- **MATERIAL SUPPLIED**
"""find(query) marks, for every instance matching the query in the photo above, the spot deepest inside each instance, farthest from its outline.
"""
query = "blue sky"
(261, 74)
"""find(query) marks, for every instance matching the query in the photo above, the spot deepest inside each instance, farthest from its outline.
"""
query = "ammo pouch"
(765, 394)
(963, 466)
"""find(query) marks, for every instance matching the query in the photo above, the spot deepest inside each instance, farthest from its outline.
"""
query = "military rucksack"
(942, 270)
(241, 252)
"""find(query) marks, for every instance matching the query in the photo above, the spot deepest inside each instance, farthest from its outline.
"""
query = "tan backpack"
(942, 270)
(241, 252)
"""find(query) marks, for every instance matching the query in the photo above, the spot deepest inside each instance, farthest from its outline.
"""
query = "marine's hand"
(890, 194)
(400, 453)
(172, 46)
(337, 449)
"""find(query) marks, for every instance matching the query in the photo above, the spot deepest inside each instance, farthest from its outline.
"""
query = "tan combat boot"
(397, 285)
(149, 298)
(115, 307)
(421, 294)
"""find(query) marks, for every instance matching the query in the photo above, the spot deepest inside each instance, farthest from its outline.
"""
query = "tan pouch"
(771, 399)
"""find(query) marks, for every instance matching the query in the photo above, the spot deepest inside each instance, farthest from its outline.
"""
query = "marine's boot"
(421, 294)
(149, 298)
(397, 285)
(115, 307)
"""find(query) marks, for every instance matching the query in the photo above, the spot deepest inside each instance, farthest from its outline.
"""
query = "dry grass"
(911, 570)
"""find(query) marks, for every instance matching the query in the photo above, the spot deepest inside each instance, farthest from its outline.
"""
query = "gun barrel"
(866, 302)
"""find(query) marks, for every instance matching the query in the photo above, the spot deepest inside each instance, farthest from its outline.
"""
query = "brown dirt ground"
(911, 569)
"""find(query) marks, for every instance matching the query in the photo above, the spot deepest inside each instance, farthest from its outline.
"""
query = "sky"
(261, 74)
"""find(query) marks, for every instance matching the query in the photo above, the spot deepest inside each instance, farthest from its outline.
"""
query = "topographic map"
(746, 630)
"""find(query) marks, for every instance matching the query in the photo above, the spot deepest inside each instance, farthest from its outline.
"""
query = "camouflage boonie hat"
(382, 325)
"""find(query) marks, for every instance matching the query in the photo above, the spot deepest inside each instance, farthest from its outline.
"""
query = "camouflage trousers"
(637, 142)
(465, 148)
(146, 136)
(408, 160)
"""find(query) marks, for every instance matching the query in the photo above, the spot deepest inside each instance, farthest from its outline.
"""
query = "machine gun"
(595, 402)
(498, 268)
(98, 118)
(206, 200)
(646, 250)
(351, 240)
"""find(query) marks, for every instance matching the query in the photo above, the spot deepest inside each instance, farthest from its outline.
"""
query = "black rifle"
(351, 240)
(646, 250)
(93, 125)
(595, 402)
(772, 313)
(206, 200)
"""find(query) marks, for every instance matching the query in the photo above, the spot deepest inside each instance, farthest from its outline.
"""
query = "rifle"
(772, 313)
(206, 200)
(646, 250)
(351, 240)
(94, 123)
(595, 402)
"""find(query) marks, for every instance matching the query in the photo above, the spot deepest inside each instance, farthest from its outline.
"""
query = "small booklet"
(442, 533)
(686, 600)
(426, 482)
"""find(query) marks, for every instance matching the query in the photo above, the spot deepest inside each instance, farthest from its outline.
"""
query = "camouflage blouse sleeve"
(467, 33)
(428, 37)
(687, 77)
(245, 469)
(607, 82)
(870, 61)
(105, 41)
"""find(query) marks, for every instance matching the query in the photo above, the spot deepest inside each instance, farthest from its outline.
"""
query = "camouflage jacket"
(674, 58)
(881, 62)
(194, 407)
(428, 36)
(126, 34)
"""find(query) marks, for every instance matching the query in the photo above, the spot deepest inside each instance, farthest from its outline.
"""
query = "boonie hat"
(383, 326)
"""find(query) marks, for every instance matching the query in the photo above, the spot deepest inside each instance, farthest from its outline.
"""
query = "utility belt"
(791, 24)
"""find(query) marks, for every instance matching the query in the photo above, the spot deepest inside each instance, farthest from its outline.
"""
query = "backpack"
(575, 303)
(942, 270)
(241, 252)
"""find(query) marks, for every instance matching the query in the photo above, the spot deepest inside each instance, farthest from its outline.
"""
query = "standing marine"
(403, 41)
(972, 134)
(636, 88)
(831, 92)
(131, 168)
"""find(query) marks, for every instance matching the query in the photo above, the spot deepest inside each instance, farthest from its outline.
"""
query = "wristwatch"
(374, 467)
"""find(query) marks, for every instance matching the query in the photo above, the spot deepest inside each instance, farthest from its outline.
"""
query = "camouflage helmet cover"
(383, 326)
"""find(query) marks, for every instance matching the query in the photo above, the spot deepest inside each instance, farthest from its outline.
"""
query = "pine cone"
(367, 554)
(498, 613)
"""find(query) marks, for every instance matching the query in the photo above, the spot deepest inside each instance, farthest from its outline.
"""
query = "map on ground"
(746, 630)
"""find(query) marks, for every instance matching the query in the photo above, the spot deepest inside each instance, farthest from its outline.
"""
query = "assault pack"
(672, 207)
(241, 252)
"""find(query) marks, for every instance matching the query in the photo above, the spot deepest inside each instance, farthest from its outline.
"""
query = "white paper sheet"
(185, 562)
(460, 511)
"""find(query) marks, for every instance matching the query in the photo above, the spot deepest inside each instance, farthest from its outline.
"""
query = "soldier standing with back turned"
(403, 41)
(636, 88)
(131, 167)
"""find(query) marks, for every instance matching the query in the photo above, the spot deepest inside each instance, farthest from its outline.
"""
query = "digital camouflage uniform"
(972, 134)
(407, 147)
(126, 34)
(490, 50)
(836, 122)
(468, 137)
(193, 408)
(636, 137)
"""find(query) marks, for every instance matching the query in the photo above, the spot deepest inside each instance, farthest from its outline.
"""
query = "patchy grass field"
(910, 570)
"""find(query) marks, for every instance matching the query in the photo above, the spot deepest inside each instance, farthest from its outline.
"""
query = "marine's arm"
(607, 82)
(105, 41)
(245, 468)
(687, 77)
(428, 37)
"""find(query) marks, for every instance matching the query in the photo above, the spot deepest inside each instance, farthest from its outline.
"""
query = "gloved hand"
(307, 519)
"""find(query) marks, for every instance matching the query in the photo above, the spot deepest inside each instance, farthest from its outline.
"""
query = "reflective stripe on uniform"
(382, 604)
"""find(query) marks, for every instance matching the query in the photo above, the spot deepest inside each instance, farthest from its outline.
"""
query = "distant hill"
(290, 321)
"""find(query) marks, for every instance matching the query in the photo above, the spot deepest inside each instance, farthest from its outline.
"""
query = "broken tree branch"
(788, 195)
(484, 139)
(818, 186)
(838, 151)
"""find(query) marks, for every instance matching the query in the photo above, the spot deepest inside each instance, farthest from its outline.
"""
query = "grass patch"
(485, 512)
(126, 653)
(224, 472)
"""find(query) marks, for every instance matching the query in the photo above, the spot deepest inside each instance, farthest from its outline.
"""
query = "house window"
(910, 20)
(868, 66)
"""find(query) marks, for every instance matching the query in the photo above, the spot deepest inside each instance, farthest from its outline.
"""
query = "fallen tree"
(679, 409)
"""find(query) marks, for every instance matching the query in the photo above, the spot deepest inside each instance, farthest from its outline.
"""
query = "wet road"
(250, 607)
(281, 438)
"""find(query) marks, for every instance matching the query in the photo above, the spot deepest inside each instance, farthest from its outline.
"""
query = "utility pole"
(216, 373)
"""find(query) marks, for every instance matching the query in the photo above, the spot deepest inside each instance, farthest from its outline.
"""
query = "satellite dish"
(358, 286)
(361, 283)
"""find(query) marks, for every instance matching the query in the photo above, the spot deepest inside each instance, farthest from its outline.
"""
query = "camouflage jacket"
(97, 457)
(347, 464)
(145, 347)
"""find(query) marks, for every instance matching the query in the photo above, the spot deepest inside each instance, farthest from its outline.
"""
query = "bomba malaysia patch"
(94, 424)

- **WHAT YOU NEED TO DO**
Which lines in the data above contain the string "tree", matching case exactly? List each of those lines in full.

- **RESULT**
query = "broken tree branch"
query = "fallen tree"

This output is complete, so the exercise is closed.